Data extracted from a collection
============

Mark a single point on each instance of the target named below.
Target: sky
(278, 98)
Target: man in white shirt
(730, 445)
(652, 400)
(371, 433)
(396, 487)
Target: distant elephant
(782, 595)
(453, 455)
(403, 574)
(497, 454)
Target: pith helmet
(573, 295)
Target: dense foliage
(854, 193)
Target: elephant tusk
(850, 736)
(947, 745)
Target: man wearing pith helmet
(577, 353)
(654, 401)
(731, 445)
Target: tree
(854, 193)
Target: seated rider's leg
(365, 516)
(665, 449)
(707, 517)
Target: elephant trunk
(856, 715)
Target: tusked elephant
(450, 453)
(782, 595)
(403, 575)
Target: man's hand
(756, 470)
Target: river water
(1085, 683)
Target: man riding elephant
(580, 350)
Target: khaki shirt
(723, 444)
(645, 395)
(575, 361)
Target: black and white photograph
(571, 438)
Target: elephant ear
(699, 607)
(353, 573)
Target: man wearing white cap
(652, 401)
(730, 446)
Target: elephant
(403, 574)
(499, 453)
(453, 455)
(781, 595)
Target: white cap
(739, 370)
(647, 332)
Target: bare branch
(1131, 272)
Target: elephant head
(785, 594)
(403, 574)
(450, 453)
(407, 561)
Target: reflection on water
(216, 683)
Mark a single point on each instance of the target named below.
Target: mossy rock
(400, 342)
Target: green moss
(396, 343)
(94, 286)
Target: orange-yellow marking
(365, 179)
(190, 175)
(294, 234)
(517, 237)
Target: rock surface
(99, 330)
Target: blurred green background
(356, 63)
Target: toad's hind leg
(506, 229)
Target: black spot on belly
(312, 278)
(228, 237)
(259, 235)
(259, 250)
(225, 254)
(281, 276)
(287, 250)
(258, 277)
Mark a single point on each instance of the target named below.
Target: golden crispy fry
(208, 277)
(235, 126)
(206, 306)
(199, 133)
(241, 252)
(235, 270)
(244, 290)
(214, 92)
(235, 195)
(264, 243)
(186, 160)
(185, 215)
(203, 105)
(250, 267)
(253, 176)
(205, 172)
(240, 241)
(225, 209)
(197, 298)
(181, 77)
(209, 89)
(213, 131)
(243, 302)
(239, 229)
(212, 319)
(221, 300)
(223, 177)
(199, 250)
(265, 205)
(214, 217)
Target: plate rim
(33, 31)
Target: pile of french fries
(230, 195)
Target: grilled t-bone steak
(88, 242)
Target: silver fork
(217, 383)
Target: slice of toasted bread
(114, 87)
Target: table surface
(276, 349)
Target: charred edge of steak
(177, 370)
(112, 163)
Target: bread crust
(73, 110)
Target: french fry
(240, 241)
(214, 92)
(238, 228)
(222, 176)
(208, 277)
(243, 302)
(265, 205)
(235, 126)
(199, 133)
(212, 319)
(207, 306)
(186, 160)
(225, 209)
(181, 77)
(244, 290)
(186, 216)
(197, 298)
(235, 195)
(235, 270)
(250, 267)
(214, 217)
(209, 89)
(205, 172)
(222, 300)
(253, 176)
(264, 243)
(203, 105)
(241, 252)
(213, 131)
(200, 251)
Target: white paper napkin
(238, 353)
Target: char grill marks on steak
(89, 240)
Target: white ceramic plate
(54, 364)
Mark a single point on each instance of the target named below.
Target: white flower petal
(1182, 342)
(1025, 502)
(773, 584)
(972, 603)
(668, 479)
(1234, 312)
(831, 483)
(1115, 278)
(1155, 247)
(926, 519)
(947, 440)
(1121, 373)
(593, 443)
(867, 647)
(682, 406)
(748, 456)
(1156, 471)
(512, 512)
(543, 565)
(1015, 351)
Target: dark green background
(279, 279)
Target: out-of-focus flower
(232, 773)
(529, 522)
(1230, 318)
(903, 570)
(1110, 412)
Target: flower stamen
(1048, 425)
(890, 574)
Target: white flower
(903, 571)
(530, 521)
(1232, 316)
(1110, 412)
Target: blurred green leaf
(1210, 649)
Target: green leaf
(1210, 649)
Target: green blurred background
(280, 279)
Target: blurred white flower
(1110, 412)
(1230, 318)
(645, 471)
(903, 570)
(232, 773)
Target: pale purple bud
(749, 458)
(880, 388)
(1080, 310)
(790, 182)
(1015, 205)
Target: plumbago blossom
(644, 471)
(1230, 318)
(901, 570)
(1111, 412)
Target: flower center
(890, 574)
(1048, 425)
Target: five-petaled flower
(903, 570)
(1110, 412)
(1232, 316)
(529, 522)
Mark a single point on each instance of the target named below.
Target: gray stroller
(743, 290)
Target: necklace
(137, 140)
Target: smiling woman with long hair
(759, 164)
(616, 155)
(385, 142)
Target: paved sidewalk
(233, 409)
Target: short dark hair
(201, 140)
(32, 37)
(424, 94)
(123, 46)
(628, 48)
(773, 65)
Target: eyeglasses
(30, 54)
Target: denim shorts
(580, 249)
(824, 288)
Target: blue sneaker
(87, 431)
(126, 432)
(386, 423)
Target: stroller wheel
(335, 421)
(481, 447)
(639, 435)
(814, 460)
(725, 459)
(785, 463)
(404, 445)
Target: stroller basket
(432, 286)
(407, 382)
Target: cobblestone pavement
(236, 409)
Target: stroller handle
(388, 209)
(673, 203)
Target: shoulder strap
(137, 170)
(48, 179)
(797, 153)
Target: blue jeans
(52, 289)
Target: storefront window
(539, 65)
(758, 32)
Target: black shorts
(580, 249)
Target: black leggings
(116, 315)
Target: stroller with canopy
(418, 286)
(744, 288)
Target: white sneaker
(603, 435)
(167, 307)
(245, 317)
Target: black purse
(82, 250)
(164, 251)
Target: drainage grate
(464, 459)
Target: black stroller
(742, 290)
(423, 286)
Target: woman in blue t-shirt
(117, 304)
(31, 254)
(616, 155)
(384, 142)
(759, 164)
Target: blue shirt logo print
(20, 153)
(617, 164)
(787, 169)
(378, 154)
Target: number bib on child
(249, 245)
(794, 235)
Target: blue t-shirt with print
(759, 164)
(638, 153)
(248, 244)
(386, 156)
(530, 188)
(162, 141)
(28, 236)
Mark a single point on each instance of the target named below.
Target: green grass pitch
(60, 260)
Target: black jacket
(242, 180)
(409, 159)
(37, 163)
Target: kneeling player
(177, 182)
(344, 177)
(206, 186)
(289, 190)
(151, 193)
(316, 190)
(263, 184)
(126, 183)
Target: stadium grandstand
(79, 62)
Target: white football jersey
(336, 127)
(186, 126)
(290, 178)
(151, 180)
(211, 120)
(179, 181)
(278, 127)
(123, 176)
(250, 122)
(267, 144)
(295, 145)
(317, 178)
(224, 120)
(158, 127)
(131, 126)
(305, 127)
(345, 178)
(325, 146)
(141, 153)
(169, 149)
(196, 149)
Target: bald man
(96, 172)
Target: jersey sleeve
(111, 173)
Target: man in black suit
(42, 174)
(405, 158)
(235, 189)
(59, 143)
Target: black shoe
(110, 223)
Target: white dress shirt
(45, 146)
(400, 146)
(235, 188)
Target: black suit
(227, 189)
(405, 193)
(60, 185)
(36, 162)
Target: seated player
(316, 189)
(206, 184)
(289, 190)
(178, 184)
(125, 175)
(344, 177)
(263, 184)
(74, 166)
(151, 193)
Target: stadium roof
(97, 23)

============

DIRECTIVE
Copy out every line of the material above verbatim, from start to finish.

OUTPUT BELOW
Mark a single point on each instance of the target named below.
Target: sky
(278, 98)
Target: man in white shirt
(730, 445)
(652, 400)
(371, 433)
(396, 487)
Target: distant elephant
(782, 595)
(453, 455)
(403, 574)
(497, 454)
Target: pith helmet
(573, 295)
Target: dense foliage
(854, 193)
Target: elephant tusk
(850, 736)
(947, 745)
Target: man wearing pith helmet
(577, 353)
(654, 401)
(731, 445)
Target: tree
(854, 193)
Target: seated rider's leg
(365, 516)
(665, 449)
(707, 517)
Target: elephant trunk
(856, 715)
Target: tusked elephant
(450, 453)
(782, 595)
(403, 575)
Target: man's hand
(756, 470)
Target: river water
(1085, 683)
Target: man riding elephant
(580, 350)
Target: khaki shirt
(723, 444)
(645, 395)
(575, 361)
Target: black and white photograph
(571, 438)
Target: elephant ear
(699, 607)
(353, 573)
Target: man wearing white cap
(652, 401)
(730, 446)
Target: elephant
(403, 574)
(499, 453)
(453, 455)
(781, 595)
Target: white cap
(739, 370)
(647, 332)
Target: bare branch
(1131, 272)
Target: elephant head
(785, 594)
(403, 574)
(450, 453)
(407, 561)
Target: reflection on water
(216, 683)
Mark a single point on each instance of the target named below.
Target: mossy rock
(400, 342)
Target: green moss
(396, 343)
(94, 286)
Target: orange-yellow marking
(365, 179)
(190, 175)
(294, 234)
(517, 237)
Target: rock surface
(99, 330)
Target: blurred green background
(356, 63)
Target: toad's hind leg
(506, 229)
Target: black spot on belly
(312, 278)
(228, 237)
(259, 235)
(259, 250)
(225, 254)
(281, 276)
(287, 250)
(258, 277)
Mark a single point on each instance of the target named below.
Target: golden crispy fry
(208, 277)
(235, 126)
(206, 306)
(199, 133)
(241, 252)
(235, 270)
(244, 290)
(214, 92)
(235, 195)
(264, 243)
(186, 160)
(185, 215)
(203, 105)
(250, 267)
(253, 176)
(205, 172)
(240, 241)
(225, 209)
(197, 298)
(181, 77)
(209, 89)
(213, 131)
(243, 302)
(239, 229)
(212, 319)
(221, 300)
(223, 177)
(199, 250)
(265, 205)
(214, 217)
Target: plate rim
(33, 31)
Target: pile of french fries
(230, 195)
Target: grilled t-bone steak
(88, 242)
Target: silver fork
(217, 383)
Target: slice of toasted bread
(114, 87)
Target: table surface
(276, 349)
Target: charred edge of steak
(177, 370)
(112, 163)
Target: bread crust
(73, 110)
Target: french fry
(240, 241)
(214, 92)
(238, 228)
(222, 176)
(208, 277)
(243, 302)
(265, 205)
(235, 126)
(199, 133)
(212, 319)
(207, 306)
(186, 160)
(225, 209)
(181, 77)
(244, 290)
(186, 216)
(197, 298)
(235, 195)
(235, 270)
(250, 267)
(214, 217)
(209, 89)
(205, 172)
(222, 300)
(253, 176)
(264, 243)
(203, 105)
(241, 252)
(213, 131)
(200, 251)
Target: white paper napkin
(238, 353)
Target: char grill marks on steak
(89, 240)
Target: white ceramic plate
(54, 364)
Mark a single point on each instance of the target named below.
Target: white flower petal
(1182, 342)
(1025, 502)
(773, 584)
(972, 603)
(668, 479)
(1234, 312)
(831, 483)
(1115, 278)
(1155, 247)
(926, 519)
(947, 440)
(1121, 373)
(593, 443)
(867, 647)
(682, 406)
(748, 456)
(1156, 471)
(512, 512)
(543, 565)
(1015, 351)
Target: dark green background
(279, 279)
Target: out-of-focus flower
(232, 773)
(529, 522)
(1230, 318)
(903, 570)
(1110, 412)
Target: flower stamen
(1048, 425)
(890, 574)
Target: white flower
(903, 571)
(530, 521)
(1232, 316)
(1110, 412)
Target: blurred green leaf
(1210, 649)
Target: green leaf
(1210, 649)
Target: green blurred background
(280, 279)
Target: blurred white flower
(1110, 412)
(1230, 318)
(645, 471)
(903, 570)
(232, 773)
Target: pale purple bud
(749, 458)
(880, 388)
(1080, 310)
(790, 182)
(1015, 205)
Target: plumbago blossom
(644, 471)
(1230, 318)
(901, 570)
(1111, 412)
Target: flower center
(890, 574)
(1048, 425)
Target: five-petaled flower
(903, 570)
(1110, 412)
(1232, 316)
(529, 522)
Mark a single point on each instance of the target named below.
Target: gray stroller
(743, 290)
Target: necklace
(137, 140)
Target: smiling woman with long hair
(759, 164)
(616, 155)
(385, 142)
Target: paved sidewalk
(233, 409)
Target: short dark hair
(201, 140)
(32, 37)
(424, 94)
(123, 46)
(628, 48)
(773, 65)
Target: eyeglasses
(30, 54)
Target: denim shorts
(580, 249)
(824, 288)
Target: blue sneaker
(87, 431)
(126, 432)
(386, 423)
Target: stroller wheel
(335, 421)
(481, 447)
(639, 435)
(814, 460)
(725, 459)
(785, 463)
(404, 445)
Target: stroller basket
(432, 286)
(407, 382)
Target: cobblestone pavement
(236, 409)
Target: stroller handle
(388, 209)
(673, 203)
Target: shoulder strap
(137, 170)
(48, 179)
(797, 153)
Target: blue jeans
(52, 289)
Target: storefront window
(539, 65)
(758, 32)
Target: black shorts
(580, 249)
Target: black leggings
(116, 315)
Target: stroller with canopy
(418, 286)
(744, 288)
Target: white sneaker
(603, 435)
(167, 307)
(245, 317)
Target: black purse
(82, 250)
(164, 251)
Target: drainage grate
(464, 459)
Target: black stroller
(742, 290)
(423, 286)
Target: woman in blue t-shirt
(117, 304)
(31, 254)
(616, 155)
(384, 142)
(759, 164)
Target: blue shirt logo print
(20, 153)
(617, 164)
(787, 169)
(378, 154)
Target: number bib on child
(249, 245)
(794, 235)
Target: blue t-shirt with print
(759, 164)
(638, 153)
(248, 244)
(386, 156)
(530, 188)
(162, 141)
(28, 236)
Mark a single point on each instance of the target named below.
Target: green grass pitch
(60, 260)
Target: black jacket
(242, 180)
(409, 159)
(37, 163)
Target: kneeling player
(177, 182)
(344, 177)
(206, 186)
(289, 190)
(151, 193)
(316, 190)
(263, 184)
(126, 183)
Target: stadium grandstand
(79, 62)
Target: white football jersey
(336, 127)
(186, 126)
(290, 178)
(151, 180)
(211, 120)
(179, 181)
(278, 127)
(123, 176)
(250, 122)
(267, 144)
(295, 145)
(317, 178)
(224, 120)
(158, 127)
(131, 126)
(305, 127)
(345, 178)
(325, 146)
(141, 153)
(169, 149)
(196, 149)
Target: bald man
(96, 172)
Target: jersey sleeve
(111, 173)
Target: man in black suit
(42, 174)
(405, 158)
(235, 189)
(59, 143)
Target: black shoe
(110, 223)
Target: white dress shirt
(45, 146)
(400, 146)
(235, 188)
Target: black suit
(227, 189)
(405, 193)
(60, 185)
(36, 162)
Target: seated player
(316, 189)
(206, 184)
(289, 190)
(178, 184)
(125, 175)
(344, 177)
(263, 184)
(74, 166)
(151, 193)
Target: stadium roof
(97, 23)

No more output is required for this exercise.